==== TASK MATERIAL ====
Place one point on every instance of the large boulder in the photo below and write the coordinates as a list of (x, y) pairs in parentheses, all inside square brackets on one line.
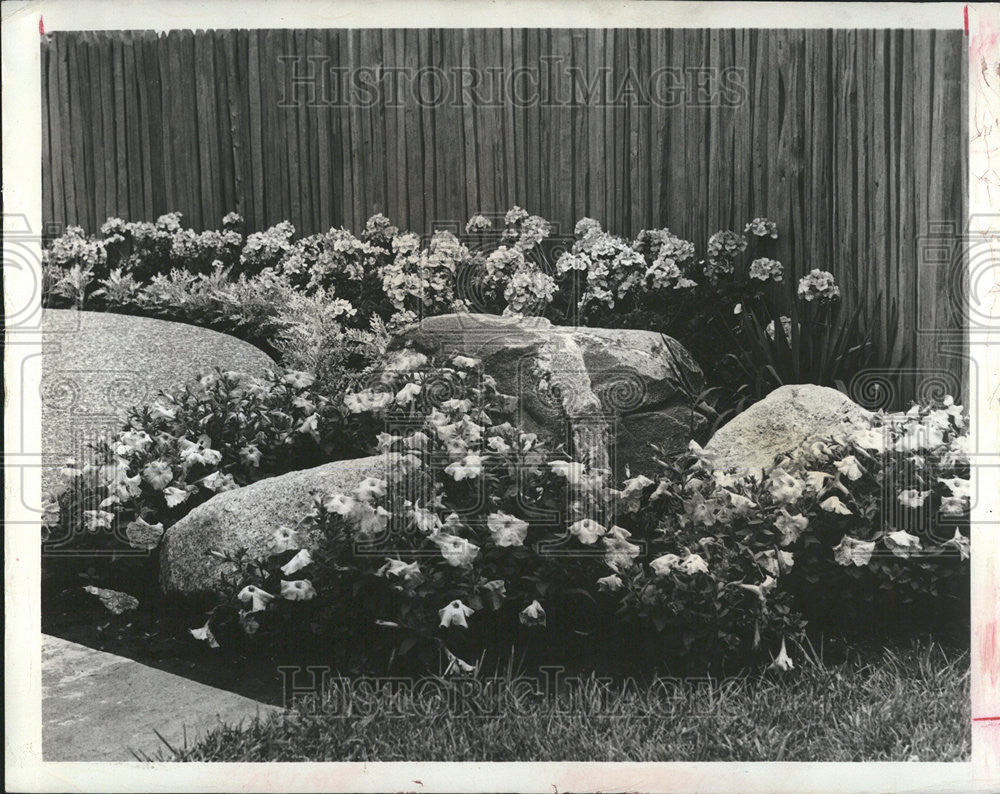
[(247, 518), (97, 365), (781, 423), (607, 393)]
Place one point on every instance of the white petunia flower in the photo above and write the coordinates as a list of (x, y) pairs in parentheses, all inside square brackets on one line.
[(958, 486), (408, 572), (610, 584), (175, 496), (533, 614), (455, 614), (587, 531), (571, 470), (369, 488), (283, 539), (849, 467), (763, 589), (158, 474), (339, 503), (507, 530), (832, 504), (205, 635), (664, 564), (408, 393), (853, 551), (457, 552), (784, 487), (297, 563), (470, 467), (953, 506), (299, 590), (902, 543), (693, 563), (257, 598), (913, 498)]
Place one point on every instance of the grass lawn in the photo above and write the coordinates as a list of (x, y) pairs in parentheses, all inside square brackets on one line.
[(900, 704)]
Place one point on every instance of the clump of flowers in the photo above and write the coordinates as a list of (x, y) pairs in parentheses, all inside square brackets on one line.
[(721, 252), (478, 223), (762, 227), (266, 249), (219, 432), (764, 269), (786, 325), (522, 231), (454, 537), (609, 266), (818, 286), (422, 281)]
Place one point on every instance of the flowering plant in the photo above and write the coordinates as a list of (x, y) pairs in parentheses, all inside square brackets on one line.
====
_GIVEN REQUEST:_ Please print every line of the listing above exactly as it stands, leaving out the pictures.

_RESULT FOR THIS EXERCISE:_
Place one point on every instance of the large boulder in the photo below and write the coordinates as a list of (x, y) pairs in parentheses, all inside square brackets on one line.
[(247, 518), (97, 365), (781, 423), (607, 393)]
Place one point on every instance of the white petunia flower in the photo above and write the coordinates as a list of (x, y) pairs in parentheses, all inside square brackets on one line.
[(958, 486), (408, 572), (610, 584), (175, 496), (533, 614), (455, 614), (587, 531), (571, 470), (369, 488), (283, 539), (849, 467), (763, 589), (158, 474), (339, 503), (507, 530), (832, 504), (205, 635), (664, 564), (408, 393), (853, 551), (457, 552), (784, 487), (297, 563), (470, 467), (953, 506), (299, 590), (902, 543), (693, 563), (257, 598), (913, 498)]
Place one point on every instance of the grass lawn in the photo above and write the coordinates as a list of (x, y) pairs in parentheses, all inside square brackets on one line.
[(900, 704)]
Place one point on every instance of the clump of flowers in the photo above and write the coordinates as a list of (x, y) pairs in parentheses, all inside square brackets on one line.
[(721, 252), (478, 223), (762, 227), (266, 249), (219, 432), (764, 269), (786, 325), (522, 231), (454, 537), (609, 266), (818, 286), (422, 281)]
Place one point on every instance of the flowering plant in the photo above and write the coordinates as a list of (x, y) pairs in parentheses, all inside square brackets on one line.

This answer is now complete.